*The request*
Rewrite the blog post below between "We are in the" and "months of separation.", inclusive, swapping "little things" for "small moments".

Showing posts with label time. Show all posts
Showing posts with label time. Show all posts

Friday, December 24, 2010

The Little Things

We are in the car on our way to spend Christmas at my husband's grandmother's house. I have avoided the internet as if it were a plague the past couple days and focused on spending time with my husband and my family. I am so glad I did. I realize, sometimes too much internet and also TV will make you miss out on a lot of things. You forget to appreciate the little things.

As most of you know, we are gearing up for deployment. That being said, this leave period is extra special to me. It is setting in that deployment is around the corner, but as of this very moment, I amd ok. I am stress free (at the moment) and I am happy. I'm appreciating the little things, and appreciating the time with my soon to be deployed husband. Every little laugh, smile... is a memory that I know I will use to get me through these next months of separation.

*Data shown*
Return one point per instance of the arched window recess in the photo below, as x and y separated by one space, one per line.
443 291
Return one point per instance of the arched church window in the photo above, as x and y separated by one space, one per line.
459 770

*Finished answer*
We are in the car on our way to spend Christmas at my husband's grandmother's house. I have avoided the internet as if it were a plague the past couple days and focused on spending time with my husband and my family. I am so glad I did. I realize, sometimes too much internet and also TV will make you miss out on a lot of things. You forget to appreciate the small moments.

As most of you know, we are gearing up for deployment. That being said, this leave period is extra special to me. It is setting in that deployment is around the corner, but as of this very moment, I amd ok. I am stress free (at the moment) and I am happy. I'm appreciating the small moments, and appreciating the time with my soon to be deployed husband. Every little laugh, smile... is a memory that I know I will use to get me through these next months of separation.